Extracted material:
┏━━

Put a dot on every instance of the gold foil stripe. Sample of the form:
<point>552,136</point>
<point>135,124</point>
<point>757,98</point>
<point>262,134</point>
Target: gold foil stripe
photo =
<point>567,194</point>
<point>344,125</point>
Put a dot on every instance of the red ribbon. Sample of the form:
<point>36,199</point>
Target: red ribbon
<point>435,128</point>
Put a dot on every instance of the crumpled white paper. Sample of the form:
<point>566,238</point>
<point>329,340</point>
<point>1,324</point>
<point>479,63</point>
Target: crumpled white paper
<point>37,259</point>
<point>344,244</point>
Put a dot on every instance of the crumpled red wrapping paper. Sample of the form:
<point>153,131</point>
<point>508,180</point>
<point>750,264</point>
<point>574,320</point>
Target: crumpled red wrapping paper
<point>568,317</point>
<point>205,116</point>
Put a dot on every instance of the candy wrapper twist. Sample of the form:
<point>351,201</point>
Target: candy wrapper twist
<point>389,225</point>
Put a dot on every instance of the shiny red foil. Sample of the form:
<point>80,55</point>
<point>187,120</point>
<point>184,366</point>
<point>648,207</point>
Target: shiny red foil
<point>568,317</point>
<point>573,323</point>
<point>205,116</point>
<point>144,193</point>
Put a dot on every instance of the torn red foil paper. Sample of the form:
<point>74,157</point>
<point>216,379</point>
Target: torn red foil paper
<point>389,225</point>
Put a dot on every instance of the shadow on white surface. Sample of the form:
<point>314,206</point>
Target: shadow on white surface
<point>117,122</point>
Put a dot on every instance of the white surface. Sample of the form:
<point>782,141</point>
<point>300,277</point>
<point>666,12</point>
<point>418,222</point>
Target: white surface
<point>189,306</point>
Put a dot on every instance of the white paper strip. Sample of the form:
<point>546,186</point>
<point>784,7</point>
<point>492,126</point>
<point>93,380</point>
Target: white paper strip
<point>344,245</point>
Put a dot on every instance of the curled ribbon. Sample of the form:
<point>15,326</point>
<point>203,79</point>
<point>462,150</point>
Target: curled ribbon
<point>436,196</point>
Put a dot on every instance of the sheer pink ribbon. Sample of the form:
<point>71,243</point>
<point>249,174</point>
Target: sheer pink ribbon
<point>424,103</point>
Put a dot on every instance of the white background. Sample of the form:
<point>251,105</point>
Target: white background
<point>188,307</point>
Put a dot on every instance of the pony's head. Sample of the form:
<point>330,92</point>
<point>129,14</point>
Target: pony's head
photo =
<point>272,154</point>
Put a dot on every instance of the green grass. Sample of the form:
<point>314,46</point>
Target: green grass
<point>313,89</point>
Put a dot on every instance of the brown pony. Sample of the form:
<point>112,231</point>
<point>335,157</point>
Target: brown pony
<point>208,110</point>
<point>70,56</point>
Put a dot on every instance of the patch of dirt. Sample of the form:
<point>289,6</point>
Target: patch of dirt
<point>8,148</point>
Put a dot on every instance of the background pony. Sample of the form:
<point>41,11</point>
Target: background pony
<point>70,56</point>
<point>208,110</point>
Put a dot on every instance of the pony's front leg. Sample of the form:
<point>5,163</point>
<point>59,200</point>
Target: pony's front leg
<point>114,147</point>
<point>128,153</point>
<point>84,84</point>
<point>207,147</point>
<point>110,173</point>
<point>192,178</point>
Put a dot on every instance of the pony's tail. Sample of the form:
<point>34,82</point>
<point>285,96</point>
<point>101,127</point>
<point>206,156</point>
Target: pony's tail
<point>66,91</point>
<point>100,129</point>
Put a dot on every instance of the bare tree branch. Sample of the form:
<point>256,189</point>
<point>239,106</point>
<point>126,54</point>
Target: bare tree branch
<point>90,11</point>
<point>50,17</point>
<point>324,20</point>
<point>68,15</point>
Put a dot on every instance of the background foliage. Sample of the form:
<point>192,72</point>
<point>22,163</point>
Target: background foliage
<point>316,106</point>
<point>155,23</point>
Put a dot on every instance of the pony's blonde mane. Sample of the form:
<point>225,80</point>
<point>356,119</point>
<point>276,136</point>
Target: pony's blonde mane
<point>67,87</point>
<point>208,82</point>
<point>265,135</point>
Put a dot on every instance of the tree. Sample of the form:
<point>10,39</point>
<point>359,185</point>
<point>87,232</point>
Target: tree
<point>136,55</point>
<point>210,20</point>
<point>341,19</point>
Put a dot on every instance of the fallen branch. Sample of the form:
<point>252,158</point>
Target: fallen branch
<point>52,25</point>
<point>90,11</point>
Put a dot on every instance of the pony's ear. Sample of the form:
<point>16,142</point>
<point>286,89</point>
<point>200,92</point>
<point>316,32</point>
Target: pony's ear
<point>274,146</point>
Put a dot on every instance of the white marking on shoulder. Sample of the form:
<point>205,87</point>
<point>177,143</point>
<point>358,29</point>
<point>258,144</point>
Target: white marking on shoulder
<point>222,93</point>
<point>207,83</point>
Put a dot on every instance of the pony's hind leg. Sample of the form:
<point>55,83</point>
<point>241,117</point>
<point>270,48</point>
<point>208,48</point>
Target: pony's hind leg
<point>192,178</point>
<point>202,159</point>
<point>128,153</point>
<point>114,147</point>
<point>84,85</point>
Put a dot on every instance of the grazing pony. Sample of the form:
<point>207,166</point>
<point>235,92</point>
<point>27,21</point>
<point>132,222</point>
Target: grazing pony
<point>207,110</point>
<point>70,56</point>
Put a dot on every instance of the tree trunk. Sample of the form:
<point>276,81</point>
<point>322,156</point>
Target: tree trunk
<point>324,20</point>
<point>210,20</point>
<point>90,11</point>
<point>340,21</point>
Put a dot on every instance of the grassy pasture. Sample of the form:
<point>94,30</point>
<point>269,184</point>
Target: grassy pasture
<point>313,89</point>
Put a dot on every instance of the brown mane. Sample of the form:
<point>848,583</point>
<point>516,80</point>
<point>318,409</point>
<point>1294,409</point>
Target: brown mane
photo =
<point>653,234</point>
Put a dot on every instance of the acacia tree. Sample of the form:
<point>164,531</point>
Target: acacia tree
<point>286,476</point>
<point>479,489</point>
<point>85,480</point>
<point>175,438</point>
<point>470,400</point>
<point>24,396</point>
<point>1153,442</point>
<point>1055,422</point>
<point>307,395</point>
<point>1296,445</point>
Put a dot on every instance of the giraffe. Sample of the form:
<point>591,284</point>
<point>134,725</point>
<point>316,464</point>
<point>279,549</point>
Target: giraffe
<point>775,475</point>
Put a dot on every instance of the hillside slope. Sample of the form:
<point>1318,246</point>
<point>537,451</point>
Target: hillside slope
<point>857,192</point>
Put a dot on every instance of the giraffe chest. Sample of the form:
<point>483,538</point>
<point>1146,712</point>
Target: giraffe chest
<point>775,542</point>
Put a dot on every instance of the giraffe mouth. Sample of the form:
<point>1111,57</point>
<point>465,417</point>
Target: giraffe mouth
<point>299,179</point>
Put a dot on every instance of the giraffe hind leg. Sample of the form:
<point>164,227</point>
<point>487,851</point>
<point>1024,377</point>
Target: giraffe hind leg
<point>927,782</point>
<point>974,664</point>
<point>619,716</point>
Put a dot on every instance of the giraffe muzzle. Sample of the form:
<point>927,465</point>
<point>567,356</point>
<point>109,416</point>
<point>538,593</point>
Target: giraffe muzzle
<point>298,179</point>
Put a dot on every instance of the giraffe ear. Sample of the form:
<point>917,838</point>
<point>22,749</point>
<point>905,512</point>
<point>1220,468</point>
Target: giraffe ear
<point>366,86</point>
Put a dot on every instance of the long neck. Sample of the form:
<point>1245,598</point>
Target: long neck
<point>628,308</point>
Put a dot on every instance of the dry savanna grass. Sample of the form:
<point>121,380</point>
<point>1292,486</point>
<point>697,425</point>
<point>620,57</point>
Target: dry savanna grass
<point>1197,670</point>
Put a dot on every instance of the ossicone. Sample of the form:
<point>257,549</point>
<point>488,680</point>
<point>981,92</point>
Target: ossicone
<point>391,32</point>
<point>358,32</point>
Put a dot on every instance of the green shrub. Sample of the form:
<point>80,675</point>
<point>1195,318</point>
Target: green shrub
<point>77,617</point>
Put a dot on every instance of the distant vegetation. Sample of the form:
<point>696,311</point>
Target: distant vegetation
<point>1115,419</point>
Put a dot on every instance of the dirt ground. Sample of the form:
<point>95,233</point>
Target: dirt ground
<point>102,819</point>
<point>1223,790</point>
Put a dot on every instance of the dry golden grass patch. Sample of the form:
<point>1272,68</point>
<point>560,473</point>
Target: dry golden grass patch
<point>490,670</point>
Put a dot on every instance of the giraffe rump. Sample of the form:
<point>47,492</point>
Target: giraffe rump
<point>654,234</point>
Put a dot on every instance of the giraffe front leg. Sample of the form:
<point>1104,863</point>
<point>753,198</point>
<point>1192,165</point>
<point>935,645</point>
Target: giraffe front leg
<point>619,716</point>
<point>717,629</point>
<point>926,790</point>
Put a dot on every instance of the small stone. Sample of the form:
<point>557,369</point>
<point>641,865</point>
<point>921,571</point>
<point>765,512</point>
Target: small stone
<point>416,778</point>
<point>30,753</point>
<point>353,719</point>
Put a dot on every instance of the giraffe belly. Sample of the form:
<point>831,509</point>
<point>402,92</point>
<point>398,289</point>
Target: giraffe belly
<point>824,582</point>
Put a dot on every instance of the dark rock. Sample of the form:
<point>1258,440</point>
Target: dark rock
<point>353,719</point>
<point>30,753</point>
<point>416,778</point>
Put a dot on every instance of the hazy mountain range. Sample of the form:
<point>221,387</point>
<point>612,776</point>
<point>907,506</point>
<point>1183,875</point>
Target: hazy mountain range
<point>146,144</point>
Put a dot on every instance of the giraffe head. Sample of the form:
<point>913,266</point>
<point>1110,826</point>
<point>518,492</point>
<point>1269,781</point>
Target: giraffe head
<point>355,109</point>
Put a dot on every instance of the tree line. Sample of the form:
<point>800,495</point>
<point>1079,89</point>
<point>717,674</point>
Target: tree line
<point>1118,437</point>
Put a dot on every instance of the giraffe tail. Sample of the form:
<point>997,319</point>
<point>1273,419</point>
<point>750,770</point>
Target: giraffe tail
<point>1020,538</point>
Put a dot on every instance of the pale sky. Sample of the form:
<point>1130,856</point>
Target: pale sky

┗━━

Problem details: Starting with the line that contains "<point>557,369</point>", copy each line through the end of the data exactly, and leave out all earlier lines.

Your response:
<point>557,369</point>
<point>641,865</point>
<point>921,571</point>
<point>765,512</point>
Target: small stone
<point>416,778</point>
<point>30,753</point>
<point>353,719</point>
Put a dot on every instance of the giraffe belly. Sample of the form:
<point>831,509</point>
<point>402,92</point>
<point>398,289</point>
Target: giraffe belly
<point>824,582</point>
Put a dot on every instance of the dark rock. Sample of the form:
<point>1258,440</point>
Target: dark rock
<point>353,719</point>
<point>30,753</point>
<point>416,778</point>
Put a dot on every instance of the hazy mountain range. Sample of the form:
<point>221,387</point>
<point>612,776</point>
<point>907,506</point>
<point>1183,875</point>
Target: hazy mountain range
<point>146,144</point>
Put a dot on every instance of the giraffe head. Sample of the form:
<point>913,266</point>
<point>1110,826</point>
<point>518,492</point>
<point>1269,781</point>
Target: giraffe head
<point>355,109</point>
Put a dot on every instance of the tree line. Sample of the form:
<point>800,495</point>
<point>1079,89</point>
<point>717,674</point>
Target: tree line
<point>1118,437</point>
Put a dot on every instance of the giraffe tail. Sample of the form:
<point>997,319</point>
<point>1273,419</point>
<point>750,770</point>
Target: giraffe tail
<point>1020,538</point>
Put a dot on every instance of the pale sky. Sample of the form:
<point>1130,856</point>
Target: pale sky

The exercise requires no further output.